TEXT TO READ:
-=-=-=-=-
I was the first of our group to be “Glad All Over.” With the NBCSN network televising and streaming Premier League matches, I’d turned in out of curiosity a couple of years ago. I then asked English ex-patriot friend Tim Raindle which team I should root for. He responded by email giving a detailed team-by-team primer, noting ownership, history and fan makeup. Crystal Palace, he said, was non-denominational, a small underdog with an intensely loyal fan base, so I signed on.

Team warms up

After watching for a season and learning the language of English football, I began recruiting mates last season. The process was educational. Players don’t wear uniforms, they wear kit. The game isn’t played on a field, rather a pitch. Teams are ranked in a table, rather than standings. An exhibition match is a friendly. It’s not a game but a fixture. And the manager is familiarly called the gaffer.

Being the ringleader of our little group, I bookmarked British newspapers, the “Croydon Advertiser” being the most recent and most thorough; Facebook fan groups; and Crystal Palace’s website where Alan Pardew’s press conferences and post-game comments are posted. His comments often cause chuckles; not because he isn’t straight-forward and insightful (he is), rather because his local phraseology and slang requires an English to American dictionary.

Fan section

It was sometime during the latter half of last season that we vowed to make a road trip if Crystal Palace ever made a pre-season tour of North America, and I bought four tickets to the mid-July game in Philadelphia the moment they went on sale – not realizing that less expensive seats in an entire section would be set aside for Crystal Palace fans.
-=-=-=-=-
Stored data entries:
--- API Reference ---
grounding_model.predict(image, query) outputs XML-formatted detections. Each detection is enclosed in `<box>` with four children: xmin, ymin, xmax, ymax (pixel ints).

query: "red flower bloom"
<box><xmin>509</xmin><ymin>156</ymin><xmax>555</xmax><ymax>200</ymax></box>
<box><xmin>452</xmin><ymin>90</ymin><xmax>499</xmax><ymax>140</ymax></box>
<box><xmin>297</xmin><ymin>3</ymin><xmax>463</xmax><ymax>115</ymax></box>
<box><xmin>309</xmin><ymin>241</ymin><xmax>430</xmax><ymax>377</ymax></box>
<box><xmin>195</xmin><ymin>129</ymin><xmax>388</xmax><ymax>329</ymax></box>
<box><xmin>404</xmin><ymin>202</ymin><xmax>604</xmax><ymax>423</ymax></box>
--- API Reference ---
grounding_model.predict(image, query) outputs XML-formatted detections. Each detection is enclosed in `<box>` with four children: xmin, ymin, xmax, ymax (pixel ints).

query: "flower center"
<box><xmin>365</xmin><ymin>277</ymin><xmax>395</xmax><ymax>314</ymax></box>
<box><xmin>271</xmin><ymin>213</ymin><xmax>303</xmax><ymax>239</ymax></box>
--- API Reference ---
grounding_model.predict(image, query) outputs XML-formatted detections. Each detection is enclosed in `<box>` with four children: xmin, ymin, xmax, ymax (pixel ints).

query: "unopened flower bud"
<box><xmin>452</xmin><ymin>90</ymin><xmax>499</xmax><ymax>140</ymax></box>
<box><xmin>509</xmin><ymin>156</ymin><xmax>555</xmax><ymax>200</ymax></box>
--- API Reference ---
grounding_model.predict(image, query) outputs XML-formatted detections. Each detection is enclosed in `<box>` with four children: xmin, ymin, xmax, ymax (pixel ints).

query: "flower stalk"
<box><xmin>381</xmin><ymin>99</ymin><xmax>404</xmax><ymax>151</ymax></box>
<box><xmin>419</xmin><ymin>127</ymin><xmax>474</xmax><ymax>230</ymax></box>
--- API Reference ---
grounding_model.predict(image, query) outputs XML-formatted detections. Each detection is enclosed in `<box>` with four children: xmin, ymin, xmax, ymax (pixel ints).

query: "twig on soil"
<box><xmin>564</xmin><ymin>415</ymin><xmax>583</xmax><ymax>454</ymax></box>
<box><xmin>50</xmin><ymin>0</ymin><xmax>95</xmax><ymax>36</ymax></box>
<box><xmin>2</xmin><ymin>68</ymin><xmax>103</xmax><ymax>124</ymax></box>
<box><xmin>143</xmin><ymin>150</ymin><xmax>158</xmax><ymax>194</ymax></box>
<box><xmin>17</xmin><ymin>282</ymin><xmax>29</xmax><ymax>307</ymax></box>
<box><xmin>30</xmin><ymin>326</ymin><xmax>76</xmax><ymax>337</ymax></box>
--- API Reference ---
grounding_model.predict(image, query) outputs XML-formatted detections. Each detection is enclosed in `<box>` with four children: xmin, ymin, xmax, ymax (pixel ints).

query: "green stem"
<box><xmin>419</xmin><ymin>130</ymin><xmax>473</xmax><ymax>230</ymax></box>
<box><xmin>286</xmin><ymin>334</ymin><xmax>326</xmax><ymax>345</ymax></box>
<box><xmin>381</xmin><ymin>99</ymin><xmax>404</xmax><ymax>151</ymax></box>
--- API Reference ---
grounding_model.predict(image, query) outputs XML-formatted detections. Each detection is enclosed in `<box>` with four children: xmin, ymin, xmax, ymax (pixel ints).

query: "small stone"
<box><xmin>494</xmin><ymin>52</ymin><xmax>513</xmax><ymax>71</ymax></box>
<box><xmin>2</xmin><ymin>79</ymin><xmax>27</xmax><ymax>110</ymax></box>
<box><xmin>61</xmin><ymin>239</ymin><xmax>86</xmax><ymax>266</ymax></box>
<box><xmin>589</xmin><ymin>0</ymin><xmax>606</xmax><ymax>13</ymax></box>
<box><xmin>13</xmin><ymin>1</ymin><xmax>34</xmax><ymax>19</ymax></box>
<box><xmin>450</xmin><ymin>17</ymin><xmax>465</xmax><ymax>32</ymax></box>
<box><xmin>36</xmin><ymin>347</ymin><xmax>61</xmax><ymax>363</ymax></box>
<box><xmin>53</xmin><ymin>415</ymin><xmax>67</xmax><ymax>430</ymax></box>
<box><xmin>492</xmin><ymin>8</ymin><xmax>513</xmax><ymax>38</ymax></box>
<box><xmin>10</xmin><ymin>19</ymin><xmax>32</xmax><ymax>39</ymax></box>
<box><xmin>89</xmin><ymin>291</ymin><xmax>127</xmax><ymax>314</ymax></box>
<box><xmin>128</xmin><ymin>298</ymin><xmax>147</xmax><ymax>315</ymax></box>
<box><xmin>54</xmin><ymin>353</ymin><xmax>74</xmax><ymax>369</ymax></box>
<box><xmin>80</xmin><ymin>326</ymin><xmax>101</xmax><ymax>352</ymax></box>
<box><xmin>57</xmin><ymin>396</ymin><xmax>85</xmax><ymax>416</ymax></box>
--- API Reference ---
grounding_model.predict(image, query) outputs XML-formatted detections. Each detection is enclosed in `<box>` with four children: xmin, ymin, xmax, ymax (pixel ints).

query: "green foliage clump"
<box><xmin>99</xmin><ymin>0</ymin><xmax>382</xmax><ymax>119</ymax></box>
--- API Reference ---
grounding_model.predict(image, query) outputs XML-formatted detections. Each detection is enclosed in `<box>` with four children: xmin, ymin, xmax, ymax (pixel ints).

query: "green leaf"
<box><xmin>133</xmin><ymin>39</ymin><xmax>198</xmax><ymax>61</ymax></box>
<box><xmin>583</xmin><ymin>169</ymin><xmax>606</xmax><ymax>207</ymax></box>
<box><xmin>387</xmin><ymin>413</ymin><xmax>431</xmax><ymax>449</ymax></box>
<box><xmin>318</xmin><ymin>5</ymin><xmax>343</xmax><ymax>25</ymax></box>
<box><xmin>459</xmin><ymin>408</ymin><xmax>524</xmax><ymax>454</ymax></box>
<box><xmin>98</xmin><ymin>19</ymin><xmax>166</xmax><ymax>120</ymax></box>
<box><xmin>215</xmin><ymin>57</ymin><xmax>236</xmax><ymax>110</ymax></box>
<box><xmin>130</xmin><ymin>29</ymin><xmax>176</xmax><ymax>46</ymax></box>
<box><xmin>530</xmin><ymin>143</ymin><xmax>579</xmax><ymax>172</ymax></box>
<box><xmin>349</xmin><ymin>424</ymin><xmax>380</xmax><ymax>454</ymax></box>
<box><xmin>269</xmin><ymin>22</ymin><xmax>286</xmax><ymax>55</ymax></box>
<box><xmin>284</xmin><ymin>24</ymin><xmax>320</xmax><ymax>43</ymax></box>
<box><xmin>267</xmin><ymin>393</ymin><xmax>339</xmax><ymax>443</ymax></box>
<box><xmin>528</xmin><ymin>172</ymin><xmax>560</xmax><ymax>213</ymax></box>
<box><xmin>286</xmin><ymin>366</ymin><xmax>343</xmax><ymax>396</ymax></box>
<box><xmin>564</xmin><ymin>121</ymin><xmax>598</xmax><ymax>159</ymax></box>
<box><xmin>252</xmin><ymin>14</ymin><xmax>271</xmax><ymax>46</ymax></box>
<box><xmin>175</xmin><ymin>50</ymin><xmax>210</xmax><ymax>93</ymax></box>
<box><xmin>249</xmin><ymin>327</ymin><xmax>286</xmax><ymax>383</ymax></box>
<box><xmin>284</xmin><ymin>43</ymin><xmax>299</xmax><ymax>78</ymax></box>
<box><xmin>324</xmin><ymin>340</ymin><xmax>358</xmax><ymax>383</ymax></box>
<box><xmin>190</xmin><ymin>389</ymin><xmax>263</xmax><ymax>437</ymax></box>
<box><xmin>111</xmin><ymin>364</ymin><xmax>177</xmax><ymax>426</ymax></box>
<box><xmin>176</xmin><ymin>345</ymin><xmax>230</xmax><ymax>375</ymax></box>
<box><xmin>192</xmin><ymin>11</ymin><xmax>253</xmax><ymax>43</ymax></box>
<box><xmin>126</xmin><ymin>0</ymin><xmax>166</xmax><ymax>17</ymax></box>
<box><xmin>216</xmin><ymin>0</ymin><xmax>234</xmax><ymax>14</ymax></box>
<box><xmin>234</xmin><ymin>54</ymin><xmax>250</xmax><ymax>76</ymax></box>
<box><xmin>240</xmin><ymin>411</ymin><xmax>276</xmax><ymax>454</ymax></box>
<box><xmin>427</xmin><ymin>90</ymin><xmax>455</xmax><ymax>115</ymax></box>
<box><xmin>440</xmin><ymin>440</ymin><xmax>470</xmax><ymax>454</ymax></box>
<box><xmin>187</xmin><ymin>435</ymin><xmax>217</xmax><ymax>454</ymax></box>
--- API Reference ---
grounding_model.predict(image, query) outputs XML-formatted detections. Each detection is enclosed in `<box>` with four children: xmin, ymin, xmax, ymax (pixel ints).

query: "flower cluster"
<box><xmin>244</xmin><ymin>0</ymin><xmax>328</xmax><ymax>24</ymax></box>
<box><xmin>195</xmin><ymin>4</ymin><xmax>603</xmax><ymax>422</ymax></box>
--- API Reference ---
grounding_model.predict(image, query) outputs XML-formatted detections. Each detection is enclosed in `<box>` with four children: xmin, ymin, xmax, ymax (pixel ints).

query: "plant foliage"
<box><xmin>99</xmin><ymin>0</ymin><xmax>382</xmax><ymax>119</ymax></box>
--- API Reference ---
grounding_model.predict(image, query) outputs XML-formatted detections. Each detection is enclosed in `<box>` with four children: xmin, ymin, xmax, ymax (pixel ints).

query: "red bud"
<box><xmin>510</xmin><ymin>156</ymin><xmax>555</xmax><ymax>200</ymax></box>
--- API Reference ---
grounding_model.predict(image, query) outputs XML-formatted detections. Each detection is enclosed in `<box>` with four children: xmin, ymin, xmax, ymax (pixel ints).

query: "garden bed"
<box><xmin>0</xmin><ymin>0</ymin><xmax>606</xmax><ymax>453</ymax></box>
-=-=-=-=-
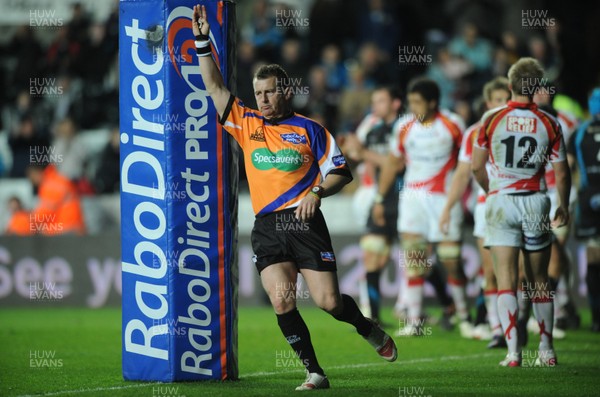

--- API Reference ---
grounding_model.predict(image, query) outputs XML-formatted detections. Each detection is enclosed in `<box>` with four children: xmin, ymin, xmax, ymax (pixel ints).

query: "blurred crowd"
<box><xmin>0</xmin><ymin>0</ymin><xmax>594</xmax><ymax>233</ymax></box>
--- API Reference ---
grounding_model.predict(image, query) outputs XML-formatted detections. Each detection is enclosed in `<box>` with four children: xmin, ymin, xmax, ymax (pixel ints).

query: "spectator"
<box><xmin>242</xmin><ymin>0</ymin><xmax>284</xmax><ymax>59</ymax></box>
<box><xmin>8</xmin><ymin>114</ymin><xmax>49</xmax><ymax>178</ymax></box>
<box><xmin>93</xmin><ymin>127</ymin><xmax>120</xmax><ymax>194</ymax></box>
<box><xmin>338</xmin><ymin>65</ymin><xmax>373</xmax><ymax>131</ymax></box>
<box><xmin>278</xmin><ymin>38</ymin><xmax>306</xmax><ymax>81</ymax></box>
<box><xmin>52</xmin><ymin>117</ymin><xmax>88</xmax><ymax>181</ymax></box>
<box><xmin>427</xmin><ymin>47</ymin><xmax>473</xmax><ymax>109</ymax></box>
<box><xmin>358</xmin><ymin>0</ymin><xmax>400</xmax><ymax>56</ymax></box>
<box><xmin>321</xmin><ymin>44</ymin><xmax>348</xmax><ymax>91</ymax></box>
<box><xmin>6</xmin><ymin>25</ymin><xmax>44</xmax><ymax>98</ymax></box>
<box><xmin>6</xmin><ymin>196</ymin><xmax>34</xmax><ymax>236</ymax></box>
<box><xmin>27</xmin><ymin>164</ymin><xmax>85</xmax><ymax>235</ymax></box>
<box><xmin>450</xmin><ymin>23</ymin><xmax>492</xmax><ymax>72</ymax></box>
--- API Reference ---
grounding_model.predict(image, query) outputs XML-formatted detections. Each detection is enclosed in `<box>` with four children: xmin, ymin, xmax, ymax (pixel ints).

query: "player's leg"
-=-=-=-=-
GIVEN PROBLEM 1:
Answer these questions using the passage about following Crystal Palace:
(a) Which friend did the writer ask for advice on a team to root for?
(b) By what name is a football manager familiarly called?
(c) In which city was the mid-July game the writer bought four tickets to?
GIVEN PROBLEM 2: Write the next part of the passage about following Crystal Palace, picking up after its final sentence.

EXERCISE RESPONSE 1:
(a) Tim Raindle, an English ex-patriot friend.
(b) The gaffer.
(c) Philadelphia.

EXERCISE RESPONSE 2:
Game day arrived and we drove to the pub where fans were gathering. The fan I spoke with was an English transplant who lives in Detroit. His devotion and his assessment of Crystal Palace being an “honest” club where players, management and fans buy into a team concept, long-term planning and mutual appreciation confirmed the wisdom of our team pick.

CP fans in Tir Na Nog

Arriving at the stadium, we walked around the inside concourse and soon found a table set up near the locker room – is it called something else in England? – where an injured James McArthur was signing pictures. Really? A player actually making himself available to fans? I got an autograph, shook his hand, looked him in the eye and thanked him sincerely for coming – a routine encounter for him and a special moment for this relatively new fan. I also got a free T-shirt that the team was handing out.

In another life, I was an entertainment reporter for a newspaper and TV station in Phoenix, and once got tricked after doing an interview with Sting by a “fan” waiting outside the building where I had interviewed him. The guy wanted an autograph. As Sting’s limousine started to pull away, I stopped it and asked his Sting could sign. He graciously did so. It was only after the limo departed that the guy revealed himself to be an autograph whore who only wanted the signature to sell.

I felt used and, since then, I’ve always felt sympathy for celebrities and sports figures who constantly get scraps of paper and pens shoved in their faces. This thought was on my mind when Wilfried Zaha walked to the bench as we stood near the rail inside the Philadelphia stadium. Nonetheless, I called Wilf’s name and asked if him if he’d sign the Crystal Palace T-shirt that I’d collected.

Wilf, if you happen to read this, be assured that the gray-bearded, slightly-balding guy who you signed for in Philly had no ulterior motive. He just wanted a memento to hang in his home office as a reminder of what proved to be a memorable day.

Paul Ferry, Bud Wilkinson, Carl Foster and Dale Bronson
Paul Ferry, Bud Wilkinson, Carl Foster and Dale Bronson

As I type this hours after Crystal Palace tied Bournemouth 1-1, I’ve just read in the “Croydon Advertiser” that fans cheered Zaha when he entered the game in the second half – despite his having expressed interest in transferring to Tottenham Hotspur earlier in the week. Would any other fans of any other team – in any sport – have this reaction? I think not, proving that our adoption of Crystal Palace was spot-on.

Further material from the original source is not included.